◆ **Data items**:
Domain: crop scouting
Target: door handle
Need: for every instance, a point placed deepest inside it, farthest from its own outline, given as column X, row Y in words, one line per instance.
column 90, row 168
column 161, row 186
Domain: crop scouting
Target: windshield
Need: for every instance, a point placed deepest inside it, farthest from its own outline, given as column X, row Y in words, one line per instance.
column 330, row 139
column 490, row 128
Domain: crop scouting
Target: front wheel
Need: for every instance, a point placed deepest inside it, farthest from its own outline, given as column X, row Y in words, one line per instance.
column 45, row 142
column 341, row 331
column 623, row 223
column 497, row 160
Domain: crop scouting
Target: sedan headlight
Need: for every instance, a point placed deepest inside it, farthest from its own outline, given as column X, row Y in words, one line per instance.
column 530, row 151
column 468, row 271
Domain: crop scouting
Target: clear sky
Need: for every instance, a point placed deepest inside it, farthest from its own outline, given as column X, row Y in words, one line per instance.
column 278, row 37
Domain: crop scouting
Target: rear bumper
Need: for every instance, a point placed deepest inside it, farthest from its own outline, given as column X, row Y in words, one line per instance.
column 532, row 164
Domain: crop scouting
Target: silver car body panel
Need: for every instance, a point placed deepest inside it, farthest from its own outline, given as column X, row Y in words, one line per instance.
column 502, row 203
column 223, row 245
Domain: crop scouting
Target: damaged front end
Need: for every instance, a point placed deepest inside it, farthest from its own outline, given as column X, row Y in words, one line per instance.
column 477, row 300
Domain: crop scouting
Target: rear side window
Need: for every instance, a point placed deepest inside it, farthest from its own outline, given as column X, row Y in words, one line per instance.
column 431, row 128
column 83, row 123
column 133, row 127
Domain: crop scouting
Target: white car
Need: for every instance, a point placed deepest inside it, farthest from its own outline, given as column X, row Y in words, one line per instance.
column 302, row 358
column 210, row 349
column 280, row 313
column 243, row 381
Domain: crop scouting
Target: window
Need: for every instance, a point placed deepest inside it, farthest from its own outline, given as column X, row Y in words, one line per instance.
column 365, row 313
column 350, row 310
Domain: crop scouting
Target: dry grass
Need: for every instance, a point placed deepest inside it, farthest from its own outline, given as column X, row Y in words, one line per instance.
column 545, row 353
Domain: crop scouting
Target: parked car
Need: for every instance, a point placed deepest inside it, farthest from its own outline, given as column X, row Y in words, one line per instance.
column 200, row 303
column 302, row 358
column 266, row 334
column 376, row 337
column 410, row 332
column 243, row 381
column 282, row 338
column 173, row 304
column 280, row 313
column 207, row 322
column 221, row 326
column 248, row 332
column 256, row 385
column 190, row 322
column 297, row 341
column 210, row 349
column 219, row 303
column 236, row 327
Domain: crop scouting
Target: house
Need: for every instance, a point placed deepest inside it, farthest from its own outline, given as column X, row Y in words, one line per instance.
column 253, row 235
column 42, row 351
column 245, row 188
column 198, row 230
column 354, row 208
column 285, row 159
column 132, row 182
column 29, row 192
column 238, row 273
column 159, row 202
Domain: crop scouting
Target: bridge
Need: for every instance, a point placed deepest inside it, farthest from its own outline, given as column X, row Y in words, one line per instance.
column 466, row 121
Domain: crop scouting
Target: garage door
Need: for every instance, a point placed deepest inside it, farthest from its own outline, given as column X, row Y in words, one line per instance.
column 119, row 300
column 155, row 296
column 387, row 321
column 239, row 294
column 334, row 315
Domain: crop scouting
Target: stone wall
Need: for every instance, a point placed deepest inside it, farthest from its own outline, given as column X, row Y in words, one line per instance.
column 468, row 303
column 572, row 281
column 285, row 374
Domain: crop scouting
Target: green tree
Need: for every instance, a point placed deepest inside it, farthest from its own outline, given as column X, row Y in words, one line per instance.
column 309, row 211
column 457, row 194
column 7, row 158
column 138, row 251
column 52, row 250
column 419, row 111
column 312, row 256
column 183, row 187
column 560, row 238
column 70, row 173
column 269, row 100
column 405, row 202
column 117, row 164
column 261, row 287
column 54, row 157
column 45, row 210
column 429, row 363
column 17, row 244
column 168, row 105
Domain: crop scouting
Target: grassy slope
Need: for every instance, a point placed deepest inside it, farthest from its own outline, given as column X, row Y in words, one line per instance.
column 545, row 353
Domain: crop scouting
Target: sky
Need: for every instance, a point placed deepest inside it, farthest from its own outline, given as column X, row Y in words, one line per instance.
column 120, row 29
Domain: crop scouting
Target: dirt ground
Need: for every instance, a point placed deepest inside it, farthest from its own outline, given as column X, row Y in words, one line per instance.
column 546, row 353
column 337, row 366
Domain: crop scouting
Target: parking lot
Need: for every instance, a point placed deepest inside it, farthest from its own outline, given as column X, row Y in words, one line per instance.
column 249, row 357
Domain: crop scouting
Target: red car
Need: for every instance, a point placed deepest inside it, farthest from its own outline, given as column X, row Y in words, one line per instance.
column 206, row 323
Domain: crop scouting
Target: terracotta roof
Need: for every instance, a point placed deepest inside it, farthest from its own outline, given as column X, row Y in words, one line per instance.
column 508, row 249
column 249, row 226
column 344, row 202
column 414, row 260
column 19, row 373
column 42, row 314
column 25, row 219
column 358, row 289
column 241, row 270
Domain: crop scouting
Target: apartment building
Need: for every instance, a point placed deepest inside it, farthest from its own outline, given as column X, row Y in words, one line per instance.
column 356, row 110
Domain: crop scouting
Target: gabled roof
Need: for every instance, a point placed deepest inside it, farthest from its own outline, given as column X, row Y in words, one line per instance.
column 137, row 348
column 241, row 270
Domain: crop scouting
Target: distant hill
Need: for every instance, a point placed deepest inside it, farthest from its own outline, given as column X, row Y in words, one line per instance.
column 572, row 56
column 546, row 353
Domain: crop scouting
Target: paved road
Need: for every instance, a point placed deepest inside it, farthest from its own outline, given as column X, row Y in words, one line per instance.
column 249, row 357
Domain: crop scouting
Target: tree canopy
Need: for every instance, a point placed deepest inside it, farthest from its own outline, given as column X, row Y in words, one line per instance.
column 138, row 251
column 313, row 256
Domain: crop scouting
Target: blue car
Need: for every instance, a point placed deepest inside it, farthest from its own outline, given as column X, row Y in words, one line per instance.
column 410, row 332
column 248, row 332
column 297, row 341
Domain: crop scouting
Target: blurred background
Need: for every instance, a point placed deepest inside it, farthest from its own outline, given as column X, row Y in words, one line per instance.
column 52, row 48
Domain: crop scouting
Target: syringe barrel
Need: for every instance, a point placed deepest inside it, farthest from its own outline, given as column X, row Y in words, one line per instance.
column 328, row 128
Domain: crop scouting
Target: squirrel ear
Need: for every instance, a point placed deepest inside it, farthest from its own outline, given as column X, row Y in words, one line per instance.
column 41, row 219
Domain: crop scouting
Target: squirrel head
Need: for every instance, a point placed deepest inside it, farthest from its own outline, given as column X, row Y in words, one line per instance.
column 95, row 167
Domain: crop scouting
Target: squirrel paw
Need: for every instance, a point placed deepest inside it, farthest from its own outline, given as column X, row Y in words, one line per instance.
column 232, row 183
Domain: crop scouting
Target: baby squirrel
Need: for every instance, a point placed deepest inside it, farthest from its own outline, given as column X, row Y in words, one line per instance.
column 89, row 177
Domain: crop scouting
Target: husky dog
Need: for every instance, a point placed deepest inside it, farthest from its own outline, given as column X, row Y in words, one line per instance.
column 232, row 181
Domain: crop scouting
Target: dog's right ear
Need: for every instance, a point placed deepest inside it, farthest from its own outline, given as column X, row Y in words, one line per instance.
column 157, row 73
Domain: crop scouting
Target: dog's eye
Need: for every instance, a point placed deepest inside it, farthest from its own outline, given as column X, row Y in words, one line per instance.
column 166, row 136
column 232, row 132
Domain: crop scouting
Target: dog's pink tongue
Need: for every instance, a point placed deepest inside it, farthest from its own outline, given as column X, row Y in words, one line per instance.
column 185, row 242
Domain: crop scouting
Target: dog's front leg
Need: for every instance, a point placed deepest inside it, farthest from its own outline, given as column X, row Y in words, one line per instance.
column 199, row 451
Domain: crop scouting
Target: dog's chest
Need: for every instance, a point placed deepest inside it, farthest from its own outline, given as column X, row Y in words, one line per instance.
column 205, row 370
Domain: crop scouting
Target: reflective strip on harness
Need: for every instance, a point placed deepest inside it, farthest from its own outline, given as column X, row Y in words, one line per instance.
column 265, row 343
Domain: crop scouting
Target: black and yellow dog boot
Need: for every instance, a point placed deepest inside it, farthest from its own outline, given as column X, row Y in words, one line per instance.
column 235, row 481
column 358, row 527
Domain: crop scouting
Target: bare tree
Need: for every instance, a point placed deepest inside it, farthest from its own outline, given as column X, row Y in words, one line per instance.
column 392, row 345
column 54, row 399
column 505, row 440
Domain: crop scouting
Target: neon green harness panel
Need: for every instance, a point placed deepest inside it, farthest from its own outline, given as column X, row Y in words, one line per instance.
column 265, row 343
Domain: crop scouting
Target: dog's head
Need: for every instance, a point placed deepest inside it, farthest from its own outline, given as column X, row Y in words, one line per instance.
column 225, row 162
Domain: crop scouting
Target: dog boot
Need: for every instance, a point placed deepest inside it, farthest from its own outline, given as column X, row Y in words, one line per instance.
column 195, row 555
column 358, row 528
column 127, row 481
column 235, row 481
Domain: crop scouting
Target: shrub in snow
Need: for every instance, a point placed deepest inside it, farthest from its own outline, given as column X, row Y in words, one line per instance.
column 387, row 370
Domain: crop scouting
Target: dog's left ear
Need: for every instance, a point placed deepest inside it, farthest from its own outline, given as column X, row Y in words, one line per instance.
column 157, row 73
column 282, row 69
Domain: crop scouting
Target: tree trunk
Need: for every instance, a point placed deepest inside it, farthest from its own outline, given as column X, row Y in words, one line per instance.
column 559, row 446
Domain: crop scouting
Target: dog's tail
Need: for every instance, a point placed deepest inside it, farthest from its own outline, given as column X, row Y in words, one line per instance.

◆ **Instructions to follow**: Tally how many lines of the records hold the word "window". Answer with the number only.

◆ **Exercise answer**: 2